SUPPLIED PASSAGE:
WASHINGTON — The American Federation of Government Employees has joined with food and worker safety groups in calling on Congress to reject a budget proposal from USDA’s Food Safety and Inspection Service (FSIS) to implement a new poultry inspection system during FY 2014. AFGE and the other groups also are urging Congress to restore the $11.73 million budget cut that would eliminate FSIS inspector positions.

AFGE and other members of the Safe Food Coalition and Worker Health and Safety Coalition sent a letter to the heads of the agriculture appropriations subcommittees in the House and Senate on Jan. 6, urging them to remove report language endorsing the poultry inspection overhaul and restore the funding for FSIS inspectors.

“USDA’s poultry inspection system does need to be modernized, but this proposal raises serious food safety and worker safety concerns,” the letter states. The letter was sent to Sens. Mark Pryor of Arkansas and Roy Blunt of Missouri and Reps. Robert Aderholt of Alabama and Sam Farr of California.

The USDA proposal, which was proposed nearly two years ago, would remove most federal inspectors from the slaughter line and turn over inspection activities currently performed by federal inspectors to untrained plant employees. The proposal also would allow plants to increase their line speeds up to 175 chicken carcasses per minute, meaning that the lone remaining federal inspector on the slaughter line will have one-third of one second to examine each chicken carcass for disease, infection and contamination.

“With three birds whizzing by every second, how could any worker possibly be expected to conduct a thorough examination of these carcasses? The obvious answer is, they can’t. And that means the American public is going to be at higher risk for foodborne illnesses and outbreaks if this proposal becomes law,” AFGE National President J. David Cox Sr. said.

The Government Accountability Office has identified major deficiencies in the data USDA are using to claim that its proposal would ensure equivalent, if not better, levels of food safety and quality. The proposal does not require plants to test for Salmonella or Campylobacter, the two pathogens most frequently associated with raw poultry.

In addition, ramping up line speeds to such an extreme level will have a serious detrimental impact on the industry’s workers, advocates contend. Multiple reports have found alarming rates of job-related injuries and illnesses by poultry workers, even at the current line speeds.

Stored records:

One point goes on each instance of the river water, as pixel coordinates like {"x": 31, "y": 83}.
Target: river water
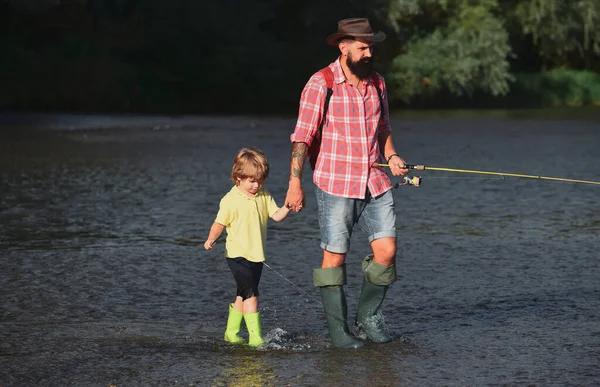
{"x": 104, "y": 280}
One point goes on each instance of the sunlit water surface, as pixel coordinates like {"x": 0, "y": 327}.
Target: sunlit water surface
{"x": 104, "y": 280}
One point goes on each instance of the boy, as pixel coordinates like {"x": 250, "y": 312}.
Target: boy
{"x": 244, "y": 212}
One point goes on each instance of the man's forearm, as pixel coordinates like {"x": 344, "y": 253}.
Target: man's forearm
{"x": 299, "y": 153}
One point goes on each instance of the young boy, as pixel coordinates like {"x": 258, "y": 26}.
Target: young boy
{"x": 244, "y": 212}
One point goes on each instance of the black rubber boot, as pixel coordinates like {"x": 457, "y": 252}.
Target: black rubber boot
{"x": 334, "y": 304}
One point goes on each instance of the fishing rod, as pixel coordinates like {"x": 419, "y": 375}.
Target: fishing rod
{"x": 503, "y": 174}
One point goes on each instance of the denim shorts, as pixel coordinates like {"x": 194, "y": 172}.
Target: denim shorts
{"x": 337, "y": 216}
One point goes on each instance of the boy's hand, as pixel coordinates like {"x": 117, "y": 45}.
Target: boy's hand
{"x": 209, "y": 244}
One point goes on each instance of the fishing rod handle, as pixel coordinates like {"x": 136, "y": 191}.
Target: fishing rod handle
{"x": 415, "y": 167}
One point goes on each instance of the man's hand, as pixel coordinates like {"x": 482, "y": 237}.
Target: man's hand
{"x": 398, "y": 166}
{"x": 209, "y": 244}
{"x": 295, "y": 199}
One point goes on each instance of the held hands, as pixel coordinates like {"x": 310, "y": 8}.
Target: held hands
{"x": 295, "y": 199}
{"x": 210, "y": 243}
{"x": 397, "y": 165}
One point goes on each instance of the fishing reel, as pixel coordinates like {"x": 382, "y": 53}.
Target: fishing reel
{"x": 411, "y": 181}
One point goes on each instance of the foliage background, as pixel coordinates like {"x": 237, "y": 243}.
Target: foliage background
{"x": 254, "y": 56}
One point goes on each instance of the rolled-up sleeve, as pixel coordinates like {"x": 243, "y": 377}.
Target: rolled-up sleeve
{"x": 311, "y": 110}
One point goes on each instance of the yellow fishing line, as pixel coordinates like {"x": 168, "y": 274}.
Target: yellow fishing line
{"x": 424, "y": 168}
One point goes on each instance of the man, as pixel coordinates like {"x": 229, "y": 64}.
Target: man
{"x": 350, "y": 189}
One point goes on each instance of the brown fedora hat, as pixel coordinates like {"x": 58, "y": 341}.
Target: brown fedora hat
{"x": 358, "y": 28}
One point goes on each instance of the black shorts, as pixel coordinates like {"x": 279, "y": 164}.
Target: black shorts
{"x": 247, "y": 276}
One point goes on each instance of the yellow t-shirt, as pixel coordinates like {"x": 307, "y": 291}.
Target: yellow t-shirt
{"x": 245, "y": 220}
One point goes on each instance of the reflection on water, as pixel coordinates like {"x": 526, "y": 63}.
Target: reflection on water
{"x": 246, "y": 370}
{"x": 103, "y": 277}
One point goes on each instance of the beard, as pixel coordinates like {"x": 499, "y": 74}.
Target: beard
{"x": 362, "y": 68}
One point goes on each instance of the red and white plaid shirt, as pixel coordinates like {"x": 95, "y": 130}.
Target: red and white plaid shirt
{"x": 350, "y": 138}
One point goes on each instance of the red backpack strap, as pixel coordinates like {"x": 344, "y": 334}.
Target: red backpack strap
{"x": 375, "y": 80}
{"x": 313, "y": 151}
{"x": 328, "y": 74}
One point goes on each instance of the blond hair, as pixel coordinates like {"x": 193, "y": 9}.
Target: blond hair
{"x": 250, "y": 163}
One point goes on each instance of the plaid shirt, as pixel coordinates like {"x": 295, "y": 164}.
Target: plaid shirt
{"x": 350, "y": 138}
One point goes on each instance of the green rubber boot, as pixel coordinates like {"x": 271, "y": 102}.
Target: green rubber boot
{"x": 234, "y": 322}
{"x": 254, "y": 331}
{"x": 330, "y": 281}
{"x": 375, "y": 283}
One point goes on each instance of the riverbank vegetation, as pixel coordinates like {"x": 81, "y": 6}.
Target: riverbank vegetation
{"x": 254, "y": 56}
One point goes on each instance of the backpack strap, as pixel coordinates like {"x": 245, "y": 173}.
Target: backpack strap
{"x": 375, "y": 80}
{"x": 328, "y": 74}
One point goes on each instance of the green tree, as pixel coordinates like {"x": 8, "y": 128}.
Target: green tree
{"x": 456, "y": 46}
{"x": 565, "y": 32}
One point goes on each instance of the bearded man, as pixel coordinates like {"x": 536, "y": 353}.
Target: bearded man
{"x": 351, "y": 187}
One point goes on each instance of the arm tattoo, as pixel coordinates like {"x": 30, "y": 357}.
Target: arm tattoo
{"x": 298, "y": 157}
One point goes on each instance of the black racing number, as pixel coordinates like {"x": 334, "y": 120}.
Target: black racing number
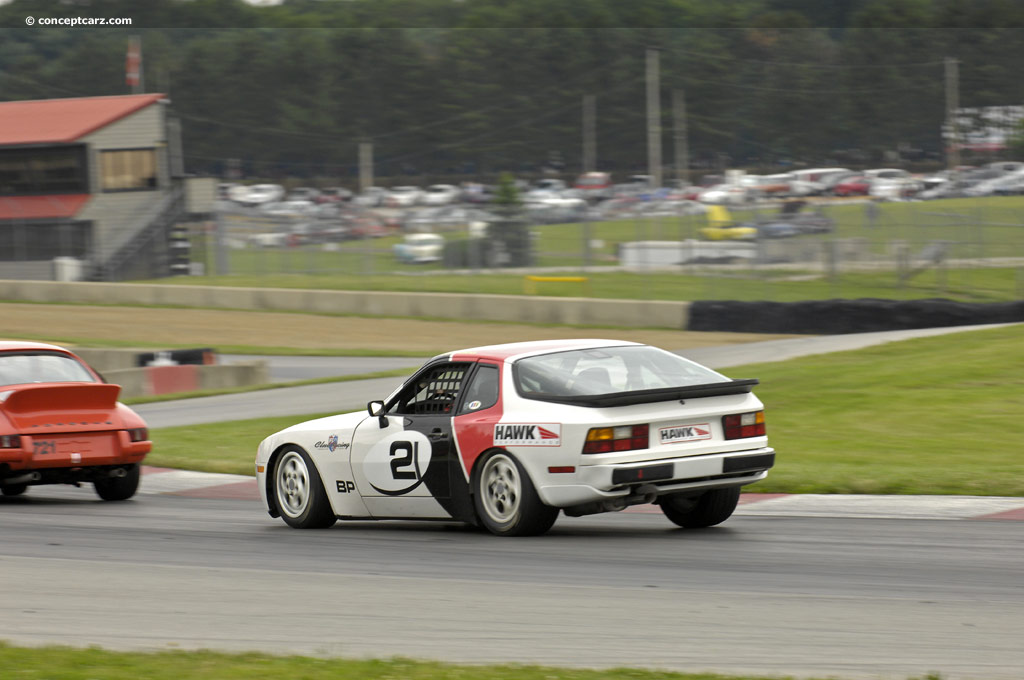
{"x": 44, "y": 448}
{"x": 410, "y": 460}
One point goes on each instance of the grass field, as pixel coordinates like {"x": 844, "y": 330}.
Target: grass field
{"x": 68, "y": 664}
{"x": 989, "y": 227}
{"x": 928, "y": 416}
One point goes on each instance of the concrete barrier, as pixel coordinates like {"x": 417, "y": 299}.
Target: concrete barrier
{"x": 153, "y": 380}
{"x": 121, "y": 367}
{"x": 511, "y": 308}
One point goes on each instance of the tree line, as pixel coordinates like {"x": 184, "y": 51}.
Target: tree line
{"x": 476, "y": 87}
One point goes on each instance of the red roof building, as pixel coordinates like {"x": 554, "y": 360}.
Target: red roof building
{"x": 86, "y": 178}
{"x": 65, "y": 121}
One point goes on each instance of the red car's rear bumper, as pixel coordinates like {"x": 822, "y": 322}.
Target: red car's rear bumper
{"x": 75, "y": 450}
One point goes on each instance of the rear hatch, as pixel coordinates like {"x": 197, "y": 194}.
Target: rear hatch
{"x": 40, "y": 410}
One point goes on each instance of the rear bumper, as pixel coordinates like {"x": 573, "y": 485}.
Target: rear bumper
{"x": 696, "y": 473}
{"x": 74, "y": 451}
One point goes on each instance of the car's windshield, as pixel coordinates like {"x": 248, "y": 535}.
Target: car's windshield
{"x": 19, "y": 368}
{"x": 607, "y": 370}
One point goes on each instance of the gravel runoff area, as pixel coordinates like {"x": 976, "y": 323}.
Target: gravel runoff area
{"x": 216, "y": 328}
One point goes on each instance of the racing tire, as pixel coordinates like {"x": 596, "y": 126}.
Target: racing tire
{"x": 13, "y": 490}
{"x": 506, "y": 501}
{"x": 711, "y": 508}
{"x": 118, "y": 489}
{"x": 298, "y": 492}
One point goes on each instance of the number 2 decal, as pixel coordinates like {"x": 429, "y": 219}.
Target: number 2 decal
{"x": 397, "y": 464}
{"x": 412, "y": 459}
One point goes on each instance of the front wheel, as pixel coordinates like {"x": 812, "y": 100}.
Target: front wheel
{"x": 710, "y": 508}
{"x": 506, "y": 500}
{"x": 299, "y": 492}
{"x": 118, "y": 489}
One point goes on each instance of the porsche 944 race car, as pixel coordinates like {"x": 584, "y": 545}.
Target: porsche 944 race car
{"x": 507, "y": 436}
{"x": 60, "y": 423}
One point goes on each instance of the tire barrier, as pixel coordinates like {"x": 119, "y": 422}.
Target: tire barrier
{"x": 203, "y": 356}
{"x": 837, "y": 316}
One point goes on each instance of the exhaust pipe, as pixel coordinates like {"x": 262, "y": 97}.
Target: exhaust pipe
{"x": 24, "y": 478}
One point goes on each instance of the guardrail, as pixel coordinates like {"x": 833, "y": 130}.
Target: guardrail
{"x": 511, "y": 308}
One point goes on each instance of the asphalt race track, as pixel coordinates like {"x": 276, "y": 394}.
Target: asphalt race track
{"x": 847, "y": 597}
{"x": 811, "y": 590}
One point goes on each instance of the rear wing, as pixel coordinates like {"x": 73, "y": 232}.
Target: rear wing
{"x": 648, "y": 395}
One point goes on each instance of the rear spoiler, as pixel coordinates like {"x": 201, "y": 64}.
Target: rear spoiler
{"x": 649, "y": 395}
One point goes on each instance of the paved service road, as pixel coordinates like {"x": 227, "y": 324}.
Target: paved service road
{"x": 842, "y": 597}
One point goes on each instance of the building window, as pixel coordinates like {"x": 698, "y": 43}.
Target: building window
{"x": 128, "y": 169}
{"x": 44, "y": 170}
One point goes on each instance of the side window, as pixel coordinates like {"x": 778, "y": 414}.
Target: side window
{"x": 433, "y": 391}
{"x": 481, "y": 392}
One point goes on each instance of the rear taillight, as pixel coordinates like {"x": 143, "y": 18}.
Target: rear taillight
{"x": 742, "y": 425}
{"x": 624, "y": 437}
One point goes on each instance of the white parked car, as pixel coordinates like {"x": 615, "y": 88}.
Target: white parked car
{"x": 508, "y": 436}
{"x": 255, "y": 195}
{"x": 420, "y": 248}
{"x": 892, "y": 183}
{"x": 298, "y": 208}
{"x": 439, "y": 195}
{"x": 371, "y": 197}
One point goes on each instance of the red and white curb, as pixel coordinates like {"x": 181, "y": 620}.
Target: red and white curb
{"x": 237, "y": 486}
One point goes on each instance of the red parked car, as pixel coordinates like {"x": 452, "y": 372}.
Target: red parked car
{"x": 61, "y": 424}
{"x": 857, "y": 185}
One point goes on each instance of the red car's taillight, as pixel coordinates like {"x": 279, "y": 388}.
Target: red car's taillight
{"x": 624, "y": 437}
{"x": 742, "y": 425}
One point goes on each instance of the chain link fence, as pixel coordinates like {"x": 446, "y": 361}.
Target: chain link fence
{"x": 966, "y": 249}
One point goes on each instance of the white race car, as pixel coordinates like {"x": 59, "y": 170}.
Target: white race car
{"x": 508, "y": 435}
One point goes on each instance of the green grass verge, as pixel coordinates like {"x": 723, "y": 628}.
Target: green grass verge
{"x": 94, "y": 664}
{"x": 969, "y": 285}
{"x": 972, "y": 227}
{"x": 174, "y": 396}
{"x": 927, "y": 416}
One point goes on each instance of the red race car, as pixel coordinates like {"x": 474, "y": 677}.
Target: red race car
{"x": 61, "y": 424}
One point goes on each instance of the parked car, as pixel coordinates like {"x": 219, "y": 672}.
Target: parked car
{"x": 371, "y": 197}
{"x": 509, "y": 436}
{"x": 855, "y": 185}
{"x": 335, "y": 195}
{"x": 594, "y": 185}
{"x": 61, "y": 424}
{"x": 402, "y": 197}
{"x": 256, "y": 195}
{"x": 420, "y": 248}
{"x": 298, "y": 208}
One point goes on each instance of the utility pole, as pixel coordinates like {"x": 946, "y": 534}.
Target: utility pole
{"x": 682, "y": 141}
{"x": 952, "y": 105}
{"x": 366, "y": 165}
{"x": 589, "y": 133}
{"x": 653, "y": 118}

TASKS:
1. Please edit the poultry inspection article from "The USDA proposal, which" up to and including "infection and contamination.", putting "processing line" wherever "slaughter line" appears.
2. In the poultry inspection article, what line speed would the USDA proposal allow plants to reach?
The stored records have no connection to the poultry inspection article.

RESPONSES BY ITEM NUMBER:
1.
The USDA proposal, which was proposed nearly two years ago, would remove most federal inspectors from the processing line and turn over inspection activities currently performed by federal inspectors to untrained plant employees. The proposal also would allow plants to increase their line speeds up to 175 chicken carcasses per minute, meaning that the lone remaining federal inspector on the processing line will have one-third of one second to examine each chicken carcass for disease, infection and contamination.

2. Up to 175 chicken carcasses per minute.